### [Exercise input]
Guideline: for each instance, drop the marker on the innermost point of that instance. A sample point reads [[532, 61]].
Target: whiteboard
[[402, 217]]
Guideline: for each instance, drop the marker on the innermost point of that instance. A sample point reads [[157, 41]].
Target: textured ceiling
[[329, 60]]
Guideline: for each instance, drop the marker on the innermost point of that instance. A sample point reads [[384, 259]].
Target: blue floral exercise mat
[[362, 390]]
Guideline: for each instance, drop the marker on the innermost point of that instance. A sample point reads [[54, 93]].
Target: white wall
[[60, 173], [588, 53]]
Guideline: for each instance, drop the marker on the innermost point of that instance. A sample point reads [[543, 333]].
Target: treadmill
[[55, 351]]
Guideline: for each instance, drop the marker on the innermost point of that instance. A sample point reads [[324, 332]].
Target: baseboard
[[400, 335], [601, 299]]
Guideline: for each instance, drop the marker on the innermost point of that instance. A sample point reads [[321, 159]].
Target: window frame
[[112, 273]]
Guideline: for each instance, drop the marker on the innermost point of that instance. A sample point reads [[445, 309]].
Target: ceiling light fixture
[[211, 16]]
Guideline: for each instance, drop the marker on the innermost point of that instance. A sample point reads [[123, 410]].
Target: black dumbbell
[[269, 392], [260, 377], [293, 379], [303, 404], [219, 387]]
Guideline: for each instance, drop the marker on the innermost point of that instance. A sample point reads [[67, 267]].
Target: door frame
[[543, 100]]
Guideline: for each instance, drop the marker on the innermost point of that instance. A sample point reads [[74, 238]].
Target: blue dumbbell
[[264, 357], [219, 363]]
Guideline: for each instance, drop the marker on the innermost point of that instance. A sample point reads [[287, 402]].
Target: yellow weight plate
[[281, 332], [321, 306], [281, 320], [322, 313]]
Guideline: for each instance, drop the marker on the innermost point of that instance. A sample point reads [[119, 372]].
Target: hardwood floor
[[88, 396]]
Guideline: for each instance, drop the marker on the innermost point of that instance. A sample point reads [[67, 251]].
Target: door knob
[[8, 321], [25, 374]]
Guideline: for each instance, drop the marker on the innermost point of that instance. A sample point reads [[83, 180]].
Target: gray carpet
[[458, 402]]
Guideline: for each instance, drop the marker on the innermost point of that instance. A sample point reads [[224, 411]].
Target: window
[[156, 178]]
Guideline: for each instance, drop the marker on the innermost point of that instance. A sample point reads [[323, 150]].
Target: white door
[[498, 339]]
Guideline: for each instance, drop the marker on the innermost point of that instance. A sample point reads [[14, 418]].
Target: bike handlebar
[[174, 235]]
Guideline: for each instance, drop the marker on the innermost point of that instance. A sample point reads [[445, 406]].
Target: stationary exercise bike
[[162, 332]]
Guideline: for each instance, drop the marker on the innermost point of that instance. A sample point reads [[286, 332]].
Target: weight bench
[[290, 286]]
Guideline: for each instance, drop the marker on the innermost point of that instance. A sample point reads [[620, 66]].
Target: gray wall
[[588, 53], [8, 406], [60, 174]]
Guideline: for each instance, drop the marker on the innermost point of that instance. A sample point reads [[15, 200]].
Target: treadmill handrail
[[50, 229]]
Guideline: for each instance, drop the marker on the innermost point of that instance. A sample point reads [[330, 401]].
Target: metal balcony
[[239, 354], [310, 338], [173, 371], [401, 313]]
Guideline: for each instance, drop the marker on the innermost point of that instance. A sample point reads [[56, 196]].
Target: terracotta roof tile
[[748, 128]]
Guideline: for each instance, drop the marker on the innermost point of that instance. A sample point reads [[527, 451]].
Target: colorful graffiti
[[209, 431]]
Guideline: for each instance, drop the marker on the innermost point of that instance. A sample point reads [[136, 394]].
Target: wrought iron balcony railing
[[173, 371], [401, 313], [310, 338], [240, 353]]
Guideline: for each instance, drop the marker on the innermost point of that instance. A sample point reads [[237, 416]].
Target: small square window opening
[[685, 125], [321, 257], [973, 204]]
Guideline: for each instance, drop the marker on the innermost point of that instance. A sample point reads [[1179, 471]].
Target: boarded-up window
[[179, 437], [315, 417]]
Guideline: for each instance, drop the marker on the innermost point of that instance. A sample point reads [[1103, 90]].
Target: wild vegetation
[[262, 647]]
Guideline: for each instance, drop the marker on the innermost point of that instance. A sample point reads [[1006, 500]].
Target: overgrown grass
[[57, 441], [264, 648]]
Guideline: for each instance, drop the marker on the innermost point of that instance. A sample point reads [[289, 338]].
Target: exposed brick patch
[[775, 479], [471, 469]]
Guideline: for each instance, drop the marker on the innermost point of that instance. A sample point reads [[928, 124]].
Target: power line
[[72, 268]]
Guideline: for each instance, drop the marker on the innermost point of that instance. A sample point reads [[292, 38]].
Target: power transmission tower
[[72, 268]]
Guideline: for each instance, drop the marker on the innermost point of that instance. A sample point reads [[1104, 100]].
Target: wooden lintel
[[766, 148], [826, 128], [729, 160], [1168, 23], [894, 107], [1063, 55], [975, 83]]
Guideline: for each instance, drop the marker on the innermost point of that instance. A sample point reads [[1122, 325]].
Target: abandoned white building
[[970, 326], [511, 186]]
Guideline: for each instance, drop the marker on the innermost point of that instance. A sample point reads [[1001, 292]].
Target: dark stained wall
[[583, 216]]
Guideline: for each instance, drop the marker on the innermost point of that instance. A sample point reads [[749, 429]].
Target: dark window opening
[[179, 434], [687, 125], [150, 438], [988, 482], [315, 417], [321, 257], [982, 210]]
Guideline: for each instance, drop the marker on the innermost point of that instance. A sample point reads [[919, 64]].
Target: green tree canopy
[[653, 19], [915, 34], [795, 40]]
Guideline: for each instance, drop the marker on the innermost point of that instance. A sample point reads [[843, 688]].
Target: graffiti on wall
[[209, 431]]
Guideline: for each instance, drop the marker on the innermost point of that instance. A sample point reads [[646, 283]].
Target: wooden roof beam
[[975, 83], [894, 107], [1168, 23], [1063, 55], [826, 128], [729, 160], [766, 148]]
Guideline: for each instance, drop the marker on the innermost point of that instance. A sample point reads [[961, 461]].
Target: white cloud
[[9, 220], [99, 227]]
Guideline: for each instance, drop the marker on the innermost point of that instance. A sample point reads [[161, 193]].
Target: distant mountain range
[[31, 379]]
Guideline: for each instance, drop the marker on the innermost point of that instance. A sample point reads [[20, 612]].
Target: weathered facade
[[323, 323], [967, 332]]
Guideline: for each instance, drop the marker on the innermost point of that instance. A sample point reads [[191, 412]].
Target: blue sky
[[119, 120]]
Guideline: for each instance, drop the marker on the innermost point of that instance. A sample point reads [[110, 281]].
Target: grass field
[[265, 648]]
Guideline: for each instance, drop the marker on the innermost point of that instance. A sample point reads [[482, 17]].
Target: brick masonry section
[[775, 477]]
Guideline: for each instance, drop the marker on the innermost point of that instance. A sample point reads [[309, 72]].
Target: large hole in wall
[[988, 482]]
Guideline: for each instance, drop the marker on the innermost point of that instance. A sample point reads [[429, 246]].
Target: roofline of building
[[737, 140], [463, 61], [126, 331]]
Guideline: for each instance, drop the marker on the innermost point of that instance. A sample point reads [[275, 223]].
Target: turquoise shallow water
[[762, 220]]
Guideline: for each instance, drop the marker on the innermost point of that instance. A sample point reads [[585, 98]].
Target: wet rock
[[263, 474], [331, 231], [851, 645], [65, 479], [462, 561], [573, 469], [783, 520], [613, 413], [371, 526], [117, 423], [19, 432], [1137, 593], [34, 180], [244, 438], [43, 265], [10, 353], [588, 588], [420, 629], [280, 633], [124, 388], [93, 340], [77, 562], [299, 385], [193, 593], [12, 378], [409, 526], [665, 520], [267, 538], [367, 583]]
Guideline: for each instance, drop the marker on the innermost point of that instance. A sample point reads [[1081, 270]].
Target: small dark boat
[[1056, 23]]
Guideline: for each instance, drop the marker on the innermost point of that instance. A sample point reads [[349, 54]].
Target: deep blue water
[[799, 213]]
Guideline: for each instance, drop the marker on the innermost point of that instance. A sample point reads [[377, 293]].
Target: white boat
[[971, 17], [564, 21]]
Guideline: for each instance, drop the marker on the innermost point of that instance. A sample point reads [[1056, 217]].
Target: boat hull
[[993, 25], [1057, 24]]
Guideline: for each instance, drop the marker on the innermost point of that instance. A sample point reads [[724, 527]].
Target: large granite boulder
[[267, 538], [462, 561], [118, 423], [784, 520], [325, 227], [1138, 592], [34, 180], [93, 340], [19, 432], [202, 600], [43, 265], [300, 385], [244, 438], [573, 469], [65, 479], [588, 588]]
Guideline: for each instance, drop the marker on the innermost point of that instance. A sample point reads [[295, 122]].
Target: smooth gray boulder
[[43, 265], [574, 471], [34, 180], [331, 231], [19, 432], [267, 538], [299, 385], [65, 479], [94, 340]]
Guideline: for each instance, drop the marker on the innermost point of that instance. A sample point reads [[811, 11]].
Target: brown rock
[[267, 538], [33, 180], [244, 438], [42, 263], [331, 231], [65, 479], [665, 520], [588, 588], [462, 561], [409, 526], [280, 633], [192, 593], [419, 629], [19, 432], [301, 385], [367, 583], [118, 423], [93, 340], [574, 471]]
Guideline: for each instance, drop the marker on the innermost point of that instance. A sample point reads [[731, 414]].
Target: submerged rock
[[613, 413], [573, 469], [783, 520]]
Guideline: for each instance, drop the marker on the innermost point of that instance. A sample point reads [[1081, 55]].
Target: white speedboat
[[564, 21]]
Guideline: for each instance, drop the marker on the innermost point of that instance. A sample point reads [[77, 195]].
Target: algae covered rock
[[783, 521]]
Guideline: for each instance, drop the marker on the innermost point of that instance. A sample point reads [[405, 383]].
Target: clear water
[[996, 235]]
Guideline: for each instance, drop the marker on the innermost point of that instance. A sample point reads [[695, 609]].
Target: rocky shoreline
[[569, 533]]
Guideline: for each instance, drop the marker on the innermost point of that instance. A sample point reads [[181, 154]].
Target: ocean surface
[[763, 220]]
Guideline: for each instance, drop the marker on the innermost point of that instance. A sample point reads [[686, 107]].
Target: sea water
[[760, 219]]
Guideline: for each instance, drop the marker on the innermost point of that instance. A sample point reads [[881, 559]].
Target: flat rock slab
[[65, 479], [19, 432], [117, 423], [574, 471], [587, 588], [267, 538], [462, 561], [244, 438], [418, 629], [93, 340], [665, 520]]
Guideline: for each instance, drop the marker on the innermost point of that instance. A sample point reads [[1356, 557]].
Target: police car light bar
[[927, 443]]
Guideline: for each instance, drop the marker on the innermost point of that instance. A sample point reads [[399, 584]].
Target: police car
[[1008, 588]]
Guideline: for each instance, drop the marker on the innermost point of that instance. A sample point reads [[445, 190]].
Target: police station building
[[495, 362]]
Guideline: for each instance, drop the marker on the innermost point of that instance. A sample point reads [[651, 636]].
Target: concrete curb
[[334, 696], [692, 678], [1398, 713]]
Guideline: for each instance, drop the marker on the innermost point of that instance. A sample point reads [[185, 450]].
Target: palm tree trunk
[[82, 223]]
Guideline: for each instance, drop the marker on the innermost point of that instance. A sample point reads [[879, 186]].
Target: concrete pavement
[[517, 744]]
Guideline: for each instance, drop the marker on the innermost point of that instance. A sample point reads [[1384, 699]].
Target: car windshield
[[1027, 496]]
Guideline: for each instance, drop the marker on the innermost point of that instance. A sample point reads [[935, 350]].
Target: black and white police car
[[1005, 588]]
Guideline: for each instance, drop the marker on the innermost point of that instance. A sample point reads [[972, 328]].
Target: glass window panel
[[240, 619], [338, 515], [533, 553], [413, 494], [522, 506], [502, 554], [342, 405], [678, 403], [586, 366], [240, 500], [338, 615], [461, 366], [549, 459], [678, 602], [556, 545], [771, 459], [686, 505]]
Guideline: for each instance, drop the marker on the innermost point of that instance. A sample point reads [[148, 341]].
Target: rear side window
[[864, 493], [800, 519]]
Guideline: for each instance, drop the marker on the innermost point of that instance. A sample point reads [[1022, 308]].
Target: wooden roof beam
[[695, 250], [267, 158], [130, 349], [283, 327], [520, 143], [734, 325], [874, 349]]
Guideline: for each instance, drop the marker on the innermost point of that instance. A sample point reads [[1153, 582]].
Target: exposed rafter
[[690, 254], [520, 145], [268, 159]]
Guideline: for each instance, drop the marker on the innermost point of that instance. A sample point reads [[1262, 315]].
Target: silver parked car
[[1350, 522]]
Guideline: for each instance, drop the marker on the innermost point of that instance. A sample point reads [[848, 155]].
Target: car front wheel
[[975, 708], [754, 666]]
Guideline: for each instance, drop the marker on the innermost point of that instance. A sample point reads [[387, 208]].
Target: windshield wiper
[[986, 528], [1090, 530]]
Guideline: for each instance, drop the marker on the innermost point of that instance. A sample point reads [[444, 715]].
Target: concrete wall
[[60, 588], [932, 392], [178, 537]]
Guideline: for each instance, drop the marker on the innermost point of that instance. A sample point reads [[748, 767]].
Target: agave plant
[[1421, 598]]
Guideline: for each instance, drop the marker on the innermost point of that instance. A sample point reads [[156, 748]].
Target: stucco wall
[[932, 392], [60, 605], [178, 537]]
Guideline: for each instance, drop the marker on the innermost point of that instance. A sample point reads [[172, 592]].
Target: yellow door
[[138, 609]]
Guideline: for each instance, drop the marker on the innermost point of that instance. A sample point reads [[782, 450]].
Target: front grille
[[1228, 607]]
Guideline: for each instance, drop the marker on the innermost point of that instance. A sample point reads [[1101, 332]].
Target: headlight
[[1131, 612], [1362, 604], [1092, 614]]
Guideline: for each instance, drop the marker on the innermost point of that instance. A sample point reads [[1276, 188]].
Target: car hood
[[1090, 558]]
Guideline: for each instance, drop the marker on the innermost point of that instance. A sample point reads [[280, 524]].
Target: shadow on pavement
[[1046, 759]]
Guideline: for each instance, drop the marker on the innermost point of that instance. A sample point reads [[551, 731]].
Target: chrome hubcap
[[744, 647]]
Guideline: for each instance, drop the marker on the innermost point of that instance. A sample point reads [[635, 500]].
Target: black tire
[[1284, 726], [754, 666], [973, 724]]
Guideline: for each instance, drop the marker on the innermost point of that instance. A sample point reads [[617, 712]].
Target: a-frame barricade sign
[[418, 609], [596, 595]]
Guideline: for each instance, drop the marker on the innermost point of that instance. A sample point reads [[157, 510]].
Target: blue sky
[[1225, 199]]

### [Task brief]
Could you set down, word for word, only the lines above from the line with "Target: small square window opening" to the line with "reads [[292, 38]].", including both?

### [Response to this task]
Target: small square window opening
[[685, 125], [321, 257], [973, 204]]
Guideline: for each instance, drop the marker on the innermost point of that instance. A sample point reads [[1179, 471]].
Target: boarded-up window
[[179, 437], [315, 417]]
Guideline: for each instance, drop the marker on the innermost point of that instance. A sample point reads [[1103, 90]].
Target: wild vegetation
[[262, 647]]
Guideline: for each instance, drop the marker on the innermost point of that instance. A sample point reads [[1006, 500]].
Target: overgrown grass
[[57, 441], [264, 648]]
Guideline: for each instance, drop the marker on the innermost point of that instance. A sample point reads [[289, 338]].
Target: exposed brick patch
[[775, 479], [471, 469]]
Guideline: for each instance, drop the marker on the innermost point of that instance. A sample point reads [[928, 124]].
Target: power line
[[72, 268]]
Guideline: for each instance, drop the marker on the innermost point of that instance. A sample point reads [[292, 38]].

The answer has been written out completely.